*AIM OF THE EXERCISE*. Reproduce the data below word for word, leaving out the pictures.

+++ TASK INPUTS +++

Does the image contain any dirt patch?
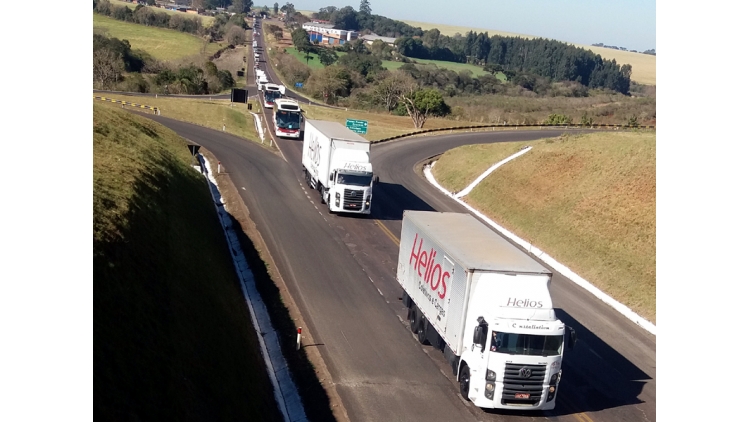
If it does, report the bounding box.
[201,147,349,422]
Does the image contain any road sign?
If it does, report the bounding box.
[346,119,367,135]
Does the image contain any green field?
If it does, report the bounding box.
[401,20,656,85]
[94,13,221,61]
[110,0,214,26]
[94,94,268,145]
[285,47,505,80]
[93,104,283,421]
[434,132,656,323]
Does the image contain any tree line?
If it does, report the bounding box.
[93,34,235,95]
[313,0,632,94]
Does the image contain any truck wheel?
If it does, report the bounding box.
[417,317,430,345]
[409,305,419,334]
[458,365,471,400]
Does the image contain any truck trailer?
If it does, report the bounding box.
[396,211,576,411]
[302,120,378,214]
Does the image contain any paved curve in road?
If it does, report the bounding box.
[135,16,656,422]
[142,106,656,421]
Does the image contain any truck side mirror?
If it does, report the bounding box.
[474,317,487,352]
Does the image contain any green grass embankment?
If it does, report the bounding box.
[434,132,656,323]
[93,104,282,421]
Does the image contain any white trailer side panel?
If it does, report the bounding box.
[396,214,469,356]
[302,120,331,186]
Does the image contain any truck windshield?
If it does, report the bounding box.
[263,91,281,103]
[336,173,372,186]
[490,331,563,356]
[276,110,300,129]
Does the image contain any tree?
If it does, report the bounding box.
[373,70,414,113]
[281,2,297,26]
[94,48,125,89]
[232,0,253,13]
[318,47,339,66]
[306,66,346,104]
[292,28,312,52]
[359,0,372,16]
[399,83,450,129]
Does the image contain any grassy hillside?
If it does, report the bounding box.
[110,0,214,26]
[94,13,221,60]
[93,104,282,421]
[401,20,656,85]
[434,132,656,323]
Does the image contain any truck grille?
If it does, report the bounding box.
[344,189,365,211]
[501,363,546,406]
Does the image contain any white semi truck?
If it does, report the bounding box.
[302,120,377,214]
[397,211,576,410]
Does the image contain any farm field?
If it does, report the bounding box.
[94,14,221,61]
[433,131,656,323]
[110,0,214,26]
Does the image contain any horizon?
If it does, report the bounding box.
[280,0,656,52]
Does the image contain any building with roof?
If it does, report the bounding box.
[302,22,359,45]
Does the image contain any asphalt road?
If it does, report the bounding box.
[141,102,656,421]
[131,17,656,422]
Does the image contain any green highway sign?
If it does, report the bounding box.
[346,119,367,135]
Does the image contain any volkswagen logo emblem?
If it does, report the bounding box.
[518,366,531,378]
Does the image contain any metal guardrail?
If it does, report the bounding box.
[94,95,161,116]
[372,124,656,144]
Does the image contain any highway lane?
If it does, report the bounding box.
[372,131,656,421]
[148,116,475,421]
[137,19,656,421]
[276,121,656,421]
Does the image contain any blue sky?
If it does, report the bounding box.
[282,0,656,51]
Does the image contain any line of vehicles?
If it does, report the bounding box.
[253,16,576,410]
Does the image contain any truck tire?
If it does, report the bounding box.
[409,305,419,334]
[458,364,471,400]
[417,315,430,346]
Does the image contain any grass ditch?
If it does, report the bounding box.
[433,131,656,324]
[200,152,345,422]
[94,95,270,148]
[93,104,283,421]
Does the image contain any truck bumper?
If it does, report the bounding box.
[469,380,557,410]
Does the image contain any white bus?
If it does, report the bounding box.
[273,98,302,139]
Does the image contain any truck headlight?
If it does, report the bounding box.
[484,382,495,400]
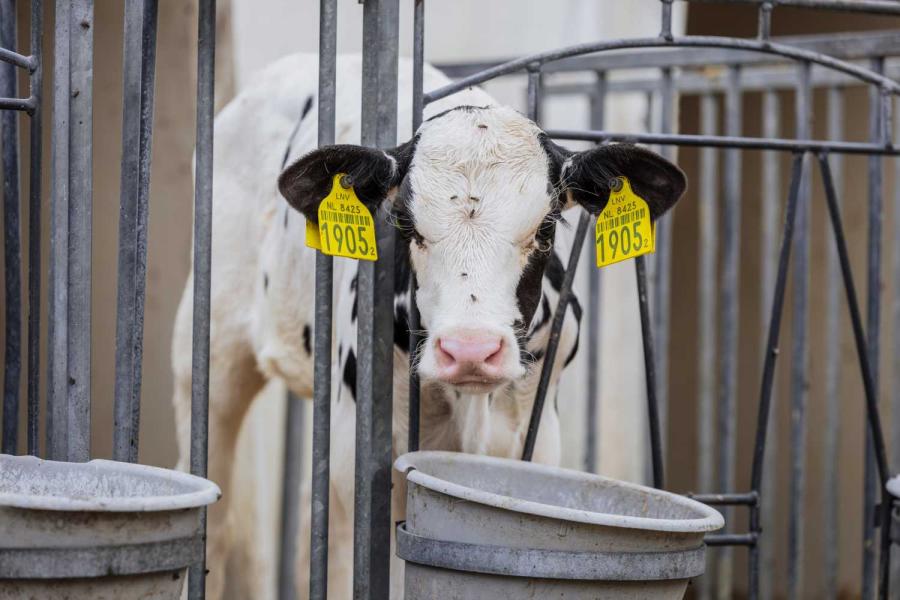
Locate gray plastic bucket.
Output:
[394,452,724,600]
[0,455,221,600]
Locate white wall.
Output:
[223,0,684,598]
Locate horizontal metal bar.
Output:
[703,533,757,546]
[0,96,36,114]
[436,30,900,79]
[544,65,900,96]
[0,48,37,73]
[547,129,900,156]
[685,0,900,15]
[687,492,759,506]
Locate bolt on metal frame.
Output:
[0,0,900,600]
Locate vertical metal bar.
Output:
[28,0,44,456]
[353,0,399,600]
[584,71,607,473]
[188,0,214,600]
[788,63,812,598]
[717,65,743,598]
[47,0,71,460]
[67,0,94,461]
[0,0,22,454]
[862,57,884,600]
[309,0,337,600]
[749,154,804,599]
[278,392,306,600]
[406,0,425,452]
[652,67,676,455]
[697,94,719,600]
[757,90,781,600]
[822,87,844,600]
[113,0,157,462]
[634,256,666,489]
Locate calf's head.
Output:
[278,106,685,393]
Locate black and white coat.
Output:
[173,55,684,600]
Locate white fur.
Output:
[172,55,577,600]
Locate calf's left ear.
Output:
[278,139,416,224]
[545,142,687,221]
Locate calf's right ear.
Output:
[278,139,416,224]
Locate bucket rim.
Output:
[394,450,725,533]
[0,454,222,512]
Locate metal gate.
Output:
[0,0,900,598]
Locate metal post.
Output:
[66,0,94,461]
[309,0,337,600]
[759,86,781,600]
[717,65,743,598]
[406,0,425,452]
[697,94,719,600]
[113,0,157,462]
[788,58,812,598]
[278,394,306,600]
[862,57,884,600]
[353,0,399,600]
[28,0,44,456]
[822,87,844,600]
[0,0,22,454]
[584,71,607,473]
[47,0,71,460]
[188,0,214,600]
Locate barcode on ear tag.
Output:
[594,177,656,267]
[314,173,378,260]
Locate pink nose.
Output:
[435,332,503,383]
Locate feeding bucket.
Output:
[394,452,724,600]
[0,455,221,600]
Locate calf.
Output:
[173,55,685,599]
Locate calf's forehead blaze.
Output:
[407,107,553,242]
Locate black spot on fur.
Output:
[342,350,356,402]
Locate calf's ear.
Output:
[550,142,687,221]
[278,139,416,223]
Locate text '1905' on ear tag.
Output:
[314,173,378,260]
[594,177,656,267]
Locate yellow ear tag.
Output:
[594,177,656,267]
[306,221,322,250]
[316,173,378,260]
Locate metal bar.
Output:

+++

*EXPECTED ANSWER*.
Does the image contain any dirt patch?
If it does, report the bounding box.
[201,147,349,422]
Does the image contain any road sign?
If it does, report the bounding box.
[346,119,367,135]
Does the image contain any green field?
If it does, report the bounding box.
[401,20,656,85]
[94,13,221,61]
[110,0,214,26]
[94,94,268,145]
[285,47,505,80]
[93,104,283,421]
[434,132,656,323]
Does the image contain any tree line?
If it does, report the bounding box.
[93,34,235,95]
[313,0,632,94]
Does the image contain any truck wheel?
If it does, report the bounding box.
[417,317,430,345]
[409,305,419,334]
[458,365,471,400]
Does the image contain any truck trailer?
If it does, report the bounding box.
[396,211,576,411]
[302,120,378,214]
Does the image contain any paved curve in road?
If it does, report the bounding box.
[135,16,656,422]
[142,106,656,421]
Does the image contain any truck side mirror?
If it does, report the bounding box.
[474,317,487,352]
Does the image contain any green grass embankment?
If it does, report the bounding box.
[434,132,656,323]
[93,104,282,421]
Does the image contain any white trailer side panel?
If it does, report the bounding box.
[396,214,469,356]
[302,120,331,186]
Does the image contain any truck windshield?
If it does, report the bounding box.
[263,91,281,103]
[336,173,372,186]
[490,331,563,356]
[276,110,300,129]
Does the image contain any tree?
If it does, report the bounding box.
[373,70,414,113]
[281,2,297,26]
[94,48,125,89]
[232,0,253,13]
[318,47,339,66]
[306,66,346,104]
[292,28,312,52]
[359,0,372,16]
[399,83,450,129]
Does the image contain any grassy hillside?
If it does, report the bounding box.
[110,0,214,26]
[94,13,221,60]
[93,104,282,421]
[401,20,656,85]
[434,132,656,323]
Does the image contain any truck grille?
If it does, report the bounding box.
[344,189,365,211]
[501,363,546,406]
Does the image contain any white semi truck?
If it does, report the bounding box.
[302,120,377,214]
[397,211,576,410]
Does the image contain any farm field?
If it does, report the bounding box.
[94,14,221,61]
[433,131,656,323]
[110,0,214,26]
Does the image contain any horizon?
If it does, report the bounding box.
[280,0,656,52]
Does the image contain any building with roof?
If it does, report the bounding box.
[302,22,359,45]
Does the image contain any asphalt road?
If it does, report the bounding box.
[141,102,656,421]
[131,17,656,422]
Does the image contain any green highway sign?
If it does, report the bounding box.
[346,119,367,135]
Does the image contain any volkswagen logo emblem?
If it does, report the bounding box.
[518,366,531,378]
Does the image contain any metal guardrail?
If it does, report the bounding box.
[94,95,161,116]
[372,124,656,144]
Does the image contain any highway lane?
If it does, report the bounding box.
[372,131,656,421]
[148,116,475,421]
[137,19,656,421]
[276,121,656,421]
Does the image contain any blue sky?
If it does, report the bounding box.
[282,0,656,51]
Does the image contain any line of vehicles?
If it does, report the bounding box.
[253,16,576,410]
Does the image contain any truck tire?
If it does, report the bounding box.
[409,305,419,334]
[458,364,471,400]
[417,315,430,346]
Does the image contain any grass ditch?
If it does, report the bounding box.
[433,131,656,324]
[200,152,345,422]
[94,95,270,148]
[93,104,283,421]
Does the image contain any truck bumper?
If it does, report the bounding box.
[469,380,557,410]
Does the image contain any white bus?
If it does, report the bounding box.
[273,98,302,139]
Does the image contain any truck headlight?
If it does, report the bounding box.
[484,382,495,400]
Locate gray plastic bucket.
Output:
[394,452,724,600]
[0,455,221,600]
Locate white wall.
Output:
[223,0,684,598]
Locate horizontal metal bar.
Output:
[703,533,757,546]
[0,96,36,114]
[436,30,900,79]
[544,65,900,96]
[0,48,37,73]
[547,129,900,156]
[685,0,900,15]
[687,492,759,506]
Locate bolt on metal frame.
Output:
[0,0,900,600]
Locate vertical metal bar.
Output:
[28,0,44,456]
[353,0,399,600]
[584,71,607,473]
[188,0,214,600]
[788,63,812,598]
[717,65,743,598]
[47,0,71,460]
[67,0,94,461]
[0,0,22,454]
[862,57,884,600]
[309,0,337,600]
[749,154,804,599]
[278,392,306,600]
[406,0,425,452]
[652,67,676,455]
[697,94,719,600]
[757,90,781,600]
[822,87,844,600]
[113,0,157,462]
[634,256,666,489]
Locate calf's head.
Output:
[278,106,685,393]
Locate black and white coat.
Output:
[173,55,684,600]
Locate white fur.
Output:
[172,55,577,600]
Locate calf's left ear.
Output:
[278,139,416,224]
[545,142,687,221]
Locate calf's right ear.
Output:
[278,139,416,224]
Locate bucket rim.
Output:
[394,450,725,533]
[0,454,222,512]
Locate metal gate.
Output:
[0,0,900,598]
Locate metal post.
Output:
[66,0,94,461]
[309,0,337,600]
[759,86,781,600]
[717,65,743,598]
[406,0,425,452]
[697,94,719,600]
[113,0,157,462]
[788,58,812,598]
[278,394,306,600]
[862,57,884,600]
[353,0,399,600]
[28,0,44,456]
[822,87,844,600]
[0,0,22,454]
[584,71,607,473]
[47,0,71,460]
[188,0,214,600]
Locate barcode on ear tag.
Output:
[594,177,656,267]
[314,173,378,260]
Locate pink nose.
Output:
[435,332,503,383]
Locate feeding bucket.
Output:
[394,452,724,600]
[0,455,221,600]
Locate calf.
Output:
[173,55,685,599]
Locate calf's forehead blaze.
Output:
[407,107,553,242]
Locate black spot on fur.
Output:
[342,350,356,402]
Locate calf's ear.
Output:
[550,142,687,221]
[278,139,416,223]
Locate text '1905' on ear tag.
Output:
[314,173,378,260]
[594,177,656,267]
Locate yellow ear tag.
Output:
[594,177,656,267]
[306,221,322,250]
[316,173,378,260]
Locate metal bar.
Output:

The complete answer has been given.